9) With this extended evaluation, I then go back to (4), using the already optimized values for the old parameters, to see if beneficial weights for the new terms can be found.

I am curious what this will lead to!

It is of course a type of learning but it is not Reinforcement Learning. RL as defined has a reward and penalty for each and every situation. If a child touches a hot burner on the kitchen stove the penalty the child receives reinforces what their parent told them, "don't touch the burner". In pavlov's dog experiments a wrong action got the dog a electric shock and a right action got the dog a treat. Each decision the dog made resulted in either positive or negative reinforcement. Adapted to chess, every move is a decision and therefore every move should receive positive or negative reinforcement. It is just experiential learning as in even though the evaluator combined with a limited depth search says a move is good or bad a hundred or a thousand, etc, games played to the end shows something different. Therefore each game played should nudge the evaluation for that position just slightly so that an accumulation of experience will eventually (maybe after ten games from that position, maybe 4) cause a different move to be scored higher. Each games moves can be stored in a hash or a tree on the hard drive. A hash could detect transpositions but may lose data due to collisions. A tree remembers all moves but may not be able to handle transpositions. The true power of RL comes from the fact that accumulated information far away from the limited search is used to affect the search. Since modified valuations are stored the entire subtree that has been experienced can be loaded into the search hash. Therefore the RL does not dictate to but only influences the search. And as long as the hash is not cleared after each game move the influence remains even if there is no more subtree to load.

But that is so yesterday. "We" want to move past end of game learning to learning in real time. Let me start by asking a question. In the case of SF how much is a 40 ply search worth over a 20 ply search if there are no tactics to find? And does not a null move (I do not mean the normal null move) find tactical threats anyway? So imagine that the iteration depth called for is 40 ply. A standard AB search is also so yesterday. Instead search each root move to only 20 ply deep. Play the best move and repeat until 40 ply moves have been made. Now there is information from 60 ply deep which means that the root move will have the score from the last 20 ply search which has information 60 ply away. Now since a 20 ply search is completed in a tiny fraction of the time a 40 ply search can be completed the iterative depth can maybe reach 60 ply instead of 40. And now the 60 ply "search" that uses 30 ply searches returns information from 90 ply away. That could be the framework in which RT RL can be done. So let's say that a list of moves searched to 20 ply deep has a score for each move. Those moves can be stored in memory that is a tree structure. RL adjustments can be made to each move and the 40 ply move sequences can be played many times thus enabling RT RL. Now maybe the iterative search may only reach 50 ply instead of 60 but it will still contain information from 75 ply away. But it will be learned information. Okay, now the null move. If we are in say the 40 ply iterative level and we are doing 20 ply searches it is trivial to insert a null move at each step to judge the threat and either cut that line off or possibly extend that line, etc.

This is the future of search in games like chess once it can be demonstrated.

hgm · Post by **hgm** » Wed Feb 17, 2021 9:38 pm

Mike Sherwin wrote: ↑Wed Feb 17, 2021 8:20 pmIt is of course a type of learning but it is not Reinforcement Learning.

You are wrong about that. It is reinforcement learning because I tune the evaluation on the data generated by the engine itself. It would be supervised learning if I showed it data from good games, and tell it: "this shows you what you should do!".

**Objective:**
In the forum thread, why does hgm say his method counts as reinforcement learning?

**Pointing items:**
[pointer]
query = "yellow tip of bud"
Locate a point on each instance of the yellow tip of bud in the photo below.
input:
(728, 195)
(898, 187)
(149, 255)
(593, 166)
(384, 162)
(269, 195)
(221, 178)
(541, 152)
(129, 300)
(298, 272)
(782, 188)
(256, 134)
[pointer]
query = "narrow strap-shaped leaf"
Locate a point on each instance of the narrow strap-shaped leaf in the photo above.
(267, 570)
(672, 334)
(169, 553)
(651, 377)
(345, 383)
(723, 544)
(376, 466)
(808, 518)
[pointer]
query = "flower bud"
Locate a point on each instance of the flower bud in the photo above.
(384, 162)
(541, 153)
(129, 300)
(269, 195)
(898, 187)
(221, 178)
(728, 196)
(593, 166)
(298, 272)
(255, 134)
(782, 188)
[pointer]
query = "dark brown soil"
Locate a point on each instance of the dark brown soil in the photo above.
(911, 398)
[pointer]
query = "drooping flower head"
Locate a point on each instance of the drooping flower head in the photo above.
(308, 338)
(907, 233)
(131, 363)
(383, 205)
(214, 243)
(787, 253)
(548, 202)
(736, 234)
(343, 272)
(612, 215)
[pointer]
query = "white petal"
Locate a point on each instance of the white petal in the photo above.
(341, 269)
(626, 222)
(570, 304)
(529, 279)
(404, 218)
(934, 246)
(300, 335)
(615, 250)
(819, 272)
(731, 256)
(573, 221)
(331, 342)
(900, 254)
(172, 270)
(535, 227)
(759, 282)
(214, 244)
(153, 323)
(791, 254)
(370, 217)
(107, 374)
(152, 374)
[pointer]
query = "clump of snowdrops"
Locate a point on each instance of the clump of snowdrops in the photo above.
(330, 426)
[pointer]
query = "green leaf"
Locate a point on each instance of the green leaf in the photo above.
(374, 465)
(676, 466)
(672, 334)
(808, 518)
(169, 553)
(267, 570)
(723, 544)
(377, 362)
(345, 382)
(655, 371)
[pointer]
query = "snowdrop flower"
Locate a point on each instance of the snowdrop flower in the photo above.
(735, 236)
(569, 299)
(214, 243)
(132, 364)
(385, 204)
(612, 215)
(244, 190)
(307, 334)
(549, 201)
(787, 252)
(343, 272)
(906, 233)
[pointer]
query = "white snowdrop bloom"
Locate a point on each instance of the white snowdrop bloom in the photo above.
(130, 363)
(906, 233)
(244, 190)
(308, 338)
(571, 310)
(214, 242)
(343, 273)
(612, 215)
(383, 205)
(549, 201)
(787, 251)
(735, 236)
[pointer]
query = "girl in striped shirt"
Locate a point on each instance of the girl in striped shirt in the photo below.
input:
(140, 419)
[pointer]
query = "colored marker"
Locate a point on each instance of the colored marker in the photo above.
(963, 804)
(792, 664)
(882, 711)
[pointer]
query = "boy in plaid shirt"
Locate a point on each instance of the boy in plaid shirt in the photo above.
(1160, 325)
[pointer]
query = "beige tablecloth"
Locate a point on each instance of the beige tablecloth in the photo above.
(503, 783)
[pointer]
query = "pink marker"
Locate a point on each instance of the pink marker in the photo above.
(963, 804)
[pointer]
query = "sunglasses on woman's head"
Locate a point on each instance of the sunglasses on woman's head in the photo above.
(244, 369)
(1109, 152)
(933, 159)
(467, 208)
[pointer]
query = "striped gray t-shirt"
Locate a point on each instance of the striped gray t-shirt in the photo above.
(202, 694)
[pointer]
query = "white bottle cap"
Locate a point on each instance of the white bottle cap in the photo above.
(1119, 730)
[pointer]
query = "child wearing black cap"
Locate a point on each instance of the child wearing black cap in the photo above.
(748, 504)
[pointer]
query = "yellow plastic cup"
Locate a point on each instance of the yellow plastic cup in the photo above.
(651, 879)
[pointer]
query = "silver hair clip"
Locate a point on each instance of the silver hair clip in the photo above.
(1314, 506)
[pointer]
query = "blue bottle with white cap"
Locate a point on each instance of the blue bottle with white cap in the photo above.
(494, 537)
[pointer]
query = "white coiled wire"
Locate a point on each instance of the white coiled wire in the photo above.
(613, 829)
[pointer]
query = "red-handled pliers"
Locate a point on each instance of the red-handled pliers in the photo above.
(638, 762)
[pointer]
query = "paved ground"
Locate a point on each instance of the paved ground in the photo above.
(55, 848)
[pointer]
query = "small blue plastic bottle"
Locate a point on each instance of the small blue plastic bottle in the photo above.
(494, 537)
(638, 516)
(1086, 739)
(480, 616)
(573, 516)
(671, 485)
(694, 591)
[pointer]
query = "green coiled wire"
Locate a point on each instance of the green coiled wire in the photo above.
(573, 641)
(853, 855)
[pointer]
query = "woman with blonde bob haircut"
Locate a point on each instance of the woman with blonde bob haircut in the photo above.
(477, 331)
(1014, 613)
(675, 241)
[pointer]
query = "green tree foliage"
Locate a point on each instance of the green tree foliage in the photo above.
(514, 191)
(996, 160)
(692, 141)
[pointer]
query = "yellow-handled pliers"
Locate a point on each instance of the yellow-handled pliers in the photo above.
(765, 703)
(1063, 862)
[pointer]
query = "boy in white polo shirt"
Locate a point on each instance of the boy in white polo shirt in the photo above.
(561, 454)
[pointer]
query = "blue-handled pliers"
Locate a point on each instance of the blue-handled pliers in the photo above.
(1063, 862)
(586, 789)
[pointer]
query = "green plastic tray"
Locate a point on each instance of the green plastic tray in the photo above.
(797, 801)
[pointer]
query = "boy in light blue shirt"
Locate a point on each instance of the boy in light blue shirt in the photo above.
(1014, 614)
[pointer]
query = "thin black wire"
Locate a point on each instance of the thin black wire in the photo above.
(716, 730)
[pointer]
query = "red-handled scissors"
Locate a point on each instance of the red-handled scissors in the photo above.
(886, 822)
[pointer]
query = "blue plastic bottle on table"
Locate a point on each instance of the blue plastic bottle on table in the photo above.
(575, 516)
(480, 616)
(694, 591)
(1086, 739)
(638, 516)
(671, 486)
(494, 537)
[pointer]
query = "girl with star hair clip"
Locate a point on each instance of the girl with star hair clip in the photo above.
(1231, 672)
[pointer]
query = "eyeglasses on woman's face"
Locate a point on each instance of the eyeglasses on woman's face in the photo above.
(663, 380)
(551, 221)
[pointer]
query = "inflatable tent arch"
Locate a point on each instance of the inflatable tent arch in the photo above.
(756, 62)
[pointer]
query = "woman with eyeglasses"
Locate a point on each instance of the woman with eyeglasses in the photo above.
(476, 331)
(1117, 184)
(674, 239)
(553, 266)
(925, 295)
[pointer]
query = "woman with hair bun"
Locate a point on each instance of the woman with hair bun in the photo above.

**Result of the task:**
He tunes the evaluation on data generated by the engine itself.